> [Assignment]: Extract every line of the material below that contains the string "negative", and copy each such line. Case counts when matching.

> [Provided entries]:
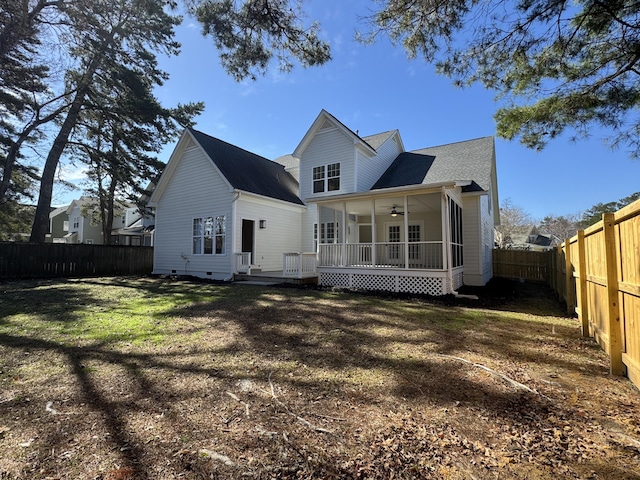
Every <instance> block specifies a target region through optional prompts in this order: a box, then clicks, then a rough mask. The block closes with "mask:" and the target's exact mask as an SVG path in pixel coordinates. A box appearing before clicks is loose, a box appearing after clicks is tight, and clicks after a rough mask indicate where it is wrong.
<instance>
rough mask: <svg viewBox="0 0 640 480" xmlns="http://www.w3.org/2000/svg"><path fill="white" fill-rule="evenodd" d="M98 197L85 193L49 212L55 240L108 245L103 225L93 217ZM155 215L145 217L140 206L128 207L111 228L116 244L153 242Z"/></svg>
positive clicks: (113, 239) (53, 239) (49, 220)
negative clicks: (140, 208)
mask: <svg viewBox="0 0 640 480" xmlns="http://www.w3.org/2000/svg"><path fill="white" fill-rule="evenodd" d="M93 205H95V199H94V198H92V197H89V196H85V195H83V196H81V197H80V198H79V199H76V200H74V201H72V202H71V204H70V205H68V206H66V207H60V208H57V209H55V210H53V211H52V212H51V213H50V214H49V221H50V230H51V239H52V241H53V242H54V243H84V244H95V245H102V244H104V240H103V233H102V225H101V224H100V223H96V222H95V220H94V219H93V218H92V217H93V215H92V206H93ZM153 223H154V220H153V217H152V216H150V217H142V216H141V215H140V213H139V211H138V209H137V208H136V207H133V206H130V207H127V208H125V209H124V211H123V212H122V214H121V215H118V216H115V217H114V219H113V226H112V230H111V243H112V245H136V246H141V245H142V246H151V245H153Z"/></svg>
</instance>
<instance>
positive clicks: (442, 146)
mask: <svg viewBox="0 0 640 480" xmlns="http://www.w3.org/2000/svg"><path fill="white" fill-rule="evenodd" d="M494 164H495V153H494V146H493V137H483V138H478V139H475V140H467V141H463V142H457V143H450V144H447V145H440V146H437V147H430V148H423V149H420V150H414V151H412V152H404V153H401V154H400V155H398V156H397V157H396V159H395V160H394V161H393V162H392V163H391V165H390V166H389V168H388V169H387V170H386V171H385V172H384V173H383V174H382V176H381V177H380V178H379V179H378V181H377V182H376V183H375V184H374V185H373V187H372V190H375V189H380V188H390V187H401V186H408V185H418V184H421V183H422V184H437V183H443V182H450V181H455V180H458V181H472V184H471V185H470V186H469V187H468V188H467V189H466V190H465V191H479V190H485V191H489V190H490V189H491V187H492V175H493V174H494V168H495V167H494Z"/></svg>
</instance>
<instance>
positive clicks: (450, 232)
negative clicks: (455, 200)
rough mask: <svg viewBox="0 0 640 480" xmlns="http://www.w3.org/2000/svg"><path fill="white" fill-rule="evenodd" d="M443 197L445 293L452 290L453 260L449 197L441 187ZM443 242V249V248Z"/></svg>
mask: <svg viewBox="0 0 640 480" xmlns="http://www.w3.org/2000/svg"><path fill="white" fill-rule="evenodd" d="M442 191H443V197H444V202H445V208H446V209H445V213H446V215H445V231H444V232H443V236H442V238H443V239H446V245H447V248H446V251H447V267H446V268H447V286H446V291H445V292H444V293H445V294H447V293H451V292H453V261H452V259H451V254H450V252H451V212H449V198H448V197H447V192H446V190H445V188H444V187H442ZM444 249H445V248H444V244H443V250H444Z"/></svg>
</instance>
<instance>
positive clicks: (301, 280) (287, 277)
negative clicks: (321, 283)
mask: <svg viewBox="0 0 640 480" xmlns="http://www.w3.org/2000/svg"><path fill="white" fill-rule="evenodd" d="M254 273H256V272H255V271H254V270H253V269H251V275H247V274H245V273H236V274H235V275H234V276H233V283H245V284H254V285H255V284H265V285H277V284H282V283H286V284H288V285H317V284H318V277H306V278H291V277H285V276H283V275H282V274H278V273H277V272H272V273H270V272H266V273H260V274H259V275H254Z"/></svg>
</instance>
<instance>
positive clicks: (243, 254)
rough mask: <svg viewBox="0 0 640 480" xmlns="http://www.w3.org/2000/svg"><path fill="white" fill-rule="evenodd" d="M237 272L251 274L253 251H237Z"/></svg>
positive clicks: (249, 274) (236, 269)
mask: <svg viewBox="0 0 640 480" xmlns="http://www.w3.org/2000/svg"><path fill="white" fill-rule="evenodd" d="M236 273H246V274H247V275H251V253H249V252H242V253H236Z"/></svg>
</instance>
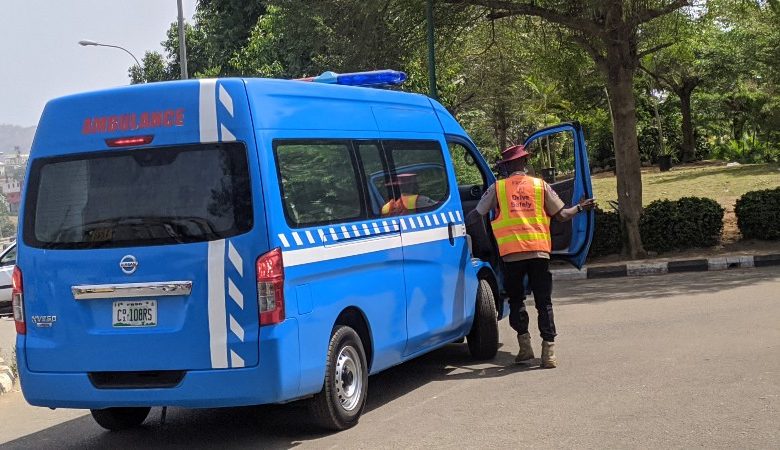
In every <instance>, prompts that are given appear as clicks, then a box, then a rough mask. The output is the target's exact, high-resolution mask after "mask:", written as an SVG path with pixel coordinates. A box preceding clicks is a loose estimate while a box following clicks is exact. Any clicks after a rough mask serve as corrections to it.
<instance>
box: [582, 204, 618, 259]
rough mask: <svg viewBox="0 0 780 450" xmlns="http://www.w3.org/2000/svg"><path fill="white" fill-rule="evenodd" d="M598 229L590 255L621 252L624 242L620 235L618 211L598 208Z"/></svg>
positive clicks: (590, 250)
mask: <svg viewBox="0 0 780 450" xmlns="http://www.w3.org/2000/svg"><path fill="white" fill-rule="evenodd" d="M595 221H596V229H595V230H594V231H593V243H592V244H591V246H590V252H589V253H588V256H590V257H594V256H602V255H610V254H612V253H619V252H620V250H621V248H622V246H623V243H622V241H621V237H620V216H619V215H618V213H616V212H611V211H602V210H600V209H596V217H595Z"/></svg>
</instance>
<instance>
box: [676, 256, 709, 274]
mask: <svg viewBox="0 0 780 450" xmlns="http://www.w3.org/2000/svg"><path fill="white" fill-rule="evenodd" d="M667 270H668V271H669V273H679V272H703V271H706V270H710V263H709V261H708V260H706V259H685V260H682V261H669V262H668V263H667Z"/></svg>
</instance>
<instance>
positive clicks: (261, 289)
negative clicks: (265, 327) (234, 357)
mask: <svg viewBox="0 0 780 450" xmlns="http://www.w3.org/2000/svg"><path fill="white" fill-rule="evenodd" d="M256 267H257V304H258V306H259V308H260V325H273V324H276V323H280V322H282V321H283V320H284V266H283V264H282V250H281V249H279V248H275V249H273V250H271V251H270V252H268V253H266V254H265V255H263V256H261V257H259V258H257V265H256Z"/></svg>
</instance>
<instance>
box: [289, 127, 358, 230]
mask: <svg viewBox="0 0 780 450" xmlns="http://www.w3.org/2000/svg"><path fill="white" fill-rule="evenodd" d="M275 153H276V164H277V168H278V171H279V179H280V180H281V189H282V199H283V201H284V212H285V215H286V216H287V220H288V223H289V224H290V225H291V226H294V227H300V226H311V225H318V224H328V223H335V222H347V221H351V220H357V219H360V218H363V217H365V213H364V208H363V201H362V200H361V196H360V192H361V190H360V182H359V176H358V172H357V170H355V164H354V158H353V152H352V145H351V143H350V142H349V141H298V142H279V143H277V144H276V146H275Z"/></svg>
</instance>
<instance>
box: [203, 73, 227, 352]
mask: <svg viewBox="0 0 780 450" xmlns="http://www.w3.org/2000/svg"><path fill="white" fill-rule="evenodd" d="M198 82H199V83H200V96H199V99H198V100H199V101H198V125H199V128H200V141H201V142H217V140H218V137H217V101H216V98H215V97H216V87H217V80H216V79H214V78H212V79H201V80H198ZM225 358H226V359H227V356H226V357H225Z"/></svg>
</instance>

> [Task output]:
negative clicks: (140, 208)
negative clicks: (455, 200)
negative clicks: (321, 283)
negative clicks: (265, 327) (234, 357)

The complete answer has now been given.